El otro día fumaba un Davidoff mientras pensaba en deudas y otros dolores de cabeza. En medio de un cuento de Cortázar alcé la vista para echar un vistazo a los alrededores y una mujer de muy buen ver sacudía los brazos con violencia, enfadada, frente a un señor de bajísima estatura, rechoncho para más señas, al que cualquiera pudo confundir con un gnomo. Ignoro los detalles pero al poco la discusión subió a mayores. Bajé entonces la vista para seguir acribillando al buen Cortázar y dos minutos después, al levantarla de nuevo, el gnomo y la señora intercambiaban fluidos bucales en un beso digno de Bogart y Bacall.
Es que ya te digo. Gratis y en la mejor butaca. En otras ocasiones el escenario que es el mundo procura estrenos que para qué te cuento. Lo elevado o lo aborrecible, lo irrisorio o lo extravagante, lo atractivo o lo chocante irrumpen al modo de esos peces que de pronto saltan sobre el agua, vuelan por los aires, se dejan ver, te deslumbran y acuatizan de seguidas como si nada. La terraza de un café hecha más que terraza de café, dime tú si no.

Registros extraídos:
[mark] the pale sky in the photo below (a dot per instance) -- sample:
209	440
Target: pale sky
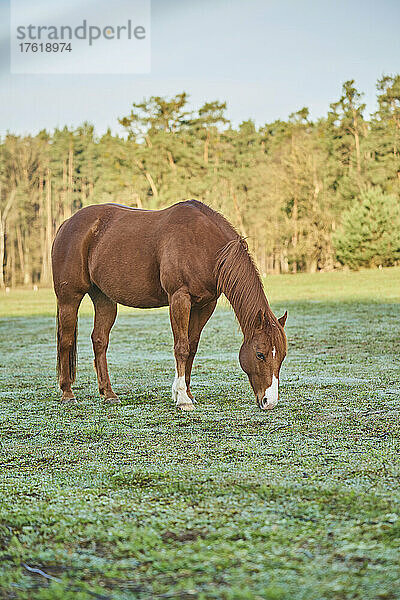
266	58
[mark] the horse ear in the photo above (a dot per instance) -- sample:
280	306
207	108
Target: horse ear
282	320
259	321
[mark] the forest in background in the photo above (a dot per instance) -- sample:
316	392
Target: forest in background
307	195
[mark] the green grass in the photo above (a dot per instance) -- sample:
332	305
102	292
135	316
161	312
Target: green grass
227	502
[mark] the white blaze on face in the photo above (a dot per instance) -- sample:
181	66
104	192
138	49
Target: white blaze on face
271	394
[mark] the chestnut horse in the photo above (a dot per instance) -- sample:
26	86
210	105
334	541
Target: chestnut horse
183	256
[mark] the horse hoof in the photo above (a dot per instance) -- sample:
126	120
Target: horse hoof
112	401
186	407
69	401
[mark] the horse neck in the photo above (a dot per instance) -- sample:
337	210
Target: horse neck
238	279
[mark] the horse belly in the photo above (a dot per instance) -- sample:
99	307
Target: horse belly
129	277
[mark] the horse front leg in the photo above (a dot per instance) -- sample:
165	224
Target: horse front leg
179	308
198	319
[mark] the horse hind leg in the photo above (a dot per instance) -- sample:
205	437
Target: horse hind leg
104	318
180	305
67	321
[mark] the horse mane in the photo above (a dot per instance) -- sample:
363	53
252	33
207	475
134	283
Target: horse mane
237	275
238	278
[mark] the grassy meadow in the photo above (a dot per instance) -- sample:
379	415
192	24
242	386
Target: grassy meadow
139	501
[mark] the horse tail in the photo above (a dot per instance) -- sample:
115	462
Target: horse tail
72	351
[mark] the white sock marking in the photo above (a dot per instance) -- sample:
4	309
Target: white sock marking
271	393
179	393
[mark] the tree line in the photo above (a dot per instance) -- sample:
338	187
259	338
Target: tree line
308	195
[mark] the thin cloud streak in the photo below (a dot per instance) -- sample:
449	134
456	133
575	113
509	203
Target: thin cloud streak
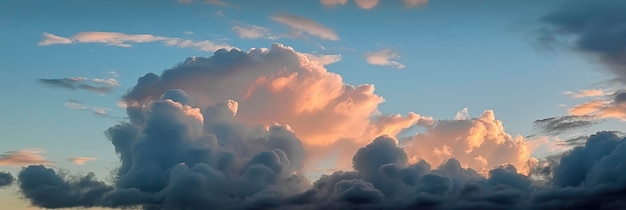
306	25
23	158
125	40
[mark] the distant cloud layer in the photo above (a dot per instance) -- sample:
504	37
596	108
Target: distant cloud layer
23	158
81	160
384	58
126	40
307	25
97	85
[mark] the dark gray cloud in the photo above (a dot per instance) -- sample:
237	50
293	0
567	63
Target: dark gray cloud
6	179
594	28
560	124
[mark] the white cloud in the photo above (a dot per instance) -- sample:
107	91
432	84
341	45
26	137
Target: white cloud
74	104
384	58
323	59
332	3
50	39
585	93
366	4
125	40
302	24
81	160
247	31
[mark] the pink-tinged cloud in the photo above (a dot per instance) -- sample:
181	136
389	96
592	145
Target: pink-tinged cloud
23	158
50	39
585	93
323	59
126	40
384	58
81	160
366	4
307	25
332	3
415	3
480	143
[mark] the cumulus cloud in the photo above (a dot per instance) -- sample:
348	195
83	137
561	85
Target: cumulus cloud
81	160
248	31
238	130
125	40
585	93
592	28
97	85
6	179
384	58
479	143
324	59
307	25
22	158
366	4
332	3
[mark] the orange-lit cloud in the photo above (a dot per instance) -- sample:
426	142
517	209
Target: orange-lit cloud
23	158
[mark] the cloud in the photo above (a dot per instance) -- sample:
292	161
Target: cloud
239	130
22	158
97	85
592	28
50	39
561	124
247	31
415	3
585	93
332	3
6	179
125	40
75	104
479	143
307	25
384	58
81	160
323	59
366	4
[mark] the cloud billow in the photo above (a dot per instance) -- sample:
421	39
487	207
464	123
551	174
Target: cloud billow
238	130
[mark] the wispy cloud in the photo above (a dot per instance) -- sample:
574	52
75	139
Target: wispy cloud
415	3
125	40
585	93
97	85
302	24
366	4
81	160
332	3
248	31
323	59
23	158
79	105
384	58
75	104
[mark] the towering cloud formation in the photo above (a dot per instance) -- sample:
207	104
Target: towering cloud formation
237	130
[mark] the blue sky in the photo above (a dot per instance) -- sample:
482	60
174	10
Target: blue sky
433	59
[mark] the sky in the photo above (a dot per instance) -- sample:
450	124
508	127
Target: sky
313	104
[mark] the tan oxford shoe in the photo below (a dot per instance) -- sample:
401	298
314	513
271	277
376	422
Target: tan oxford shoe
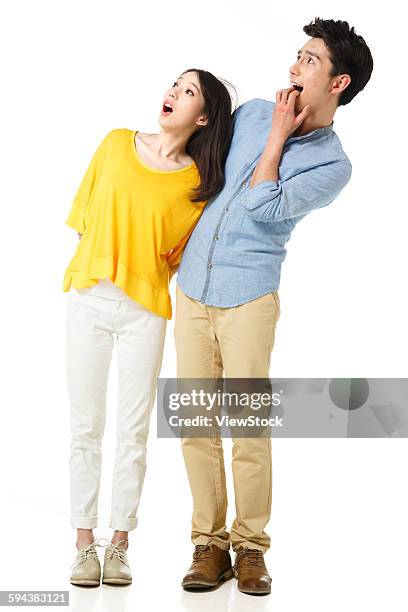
86	567
116	568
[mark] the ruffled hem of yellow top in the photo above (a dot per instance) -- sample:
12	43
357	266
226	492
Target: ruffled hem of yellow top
156	300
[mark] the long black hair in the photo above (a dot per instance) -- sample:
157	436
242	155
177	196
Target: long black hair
209	145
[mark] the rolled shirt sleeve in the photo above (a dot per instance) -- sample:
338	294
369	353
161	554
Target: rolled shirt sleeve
279	200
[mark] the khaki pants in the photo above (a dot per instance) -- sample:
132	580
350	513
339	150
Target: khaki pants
236	342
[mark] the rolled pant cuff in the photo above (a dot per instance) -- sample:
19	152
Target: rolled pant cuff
204	540
251	545
84	522
123	524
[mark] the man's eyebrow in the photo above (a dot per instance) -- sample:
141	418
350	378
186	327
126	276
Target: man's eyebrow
191	83
309	53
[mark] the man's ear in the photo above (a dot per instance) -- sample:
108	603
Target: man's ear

Instrucciones de trabajo: Continúa el texto sobre lo que se ve desde la terraza de un café a partir de su última frase.

Resultado del ejercicio:
Ayer mismo, por no ir más lejos, estaba en el Ohlalá con la Trilogía de Nueva York, de Auster, calzada en su final y la colilla de un puro dominicano entre los dedos. En la mesa de al lado un hombre ya de edad charlaba feliz con una señorita. Conversaban a todo pulmón, discutían el precio, el tiempo, el lugar de encuentro y yo recordaba con una sonrisa que poco a poco se ensanchaba las artes regateadoras de una tía allá en el mercado de mi pueblo.
-Vas a alucinar, vas a brincar, vas a relamerte como un mocoso con dulce nuevo-, dijo ella.
-Treinta minutos, oye, treinta minutos por semejante pasta y si te he visto ni me acuerdo es que es asalto a mano armada-, respondió mi tía. Y así.
El jugo de naranja que sorbía el señor y la cerveza helada que engullía la diva daban la impresión de una metáfora perfecta. Recomendables vitaminas frente a la cebada fermentada, mira tú, ponte a imaginar el resultado. Un vacío sin segundas oportunidades o el estruendo, la inmensa polvareda, el big bang que a última hora lo renovaría todo, lo originaría todo, lo crearía todo. En fin, que desde Paul Auster y el puro dominicano llegué a contemplar entre volutas el deseo, la felicidad, el placer que a codazos intentaba abrirse paso sin importar patas de gallina, años cumplidos, manos temblorosas o píldoras para la tensión. Llegado el acuerdo salieron a la calle, caminaron despacio, ambos por cumplir el rol que la trama les tendía.
Desde una mesa de café el mundo parece distinto, pero no exageremos. Si abres bien los ojos respiras O2, exhalas CO2 y lo demás es cuento chino. El universo tal cual es. La vida, que no es de color rosa ni valle de lágrimas eterno se quita los ropajes y posa para ti, sin disimulo, con sus carnes fofas o sus piernas de infarto, con sus lunares y sus manchas o su exquisita piel de durazno. Con su larga cabellera y sus labios entreabiertos.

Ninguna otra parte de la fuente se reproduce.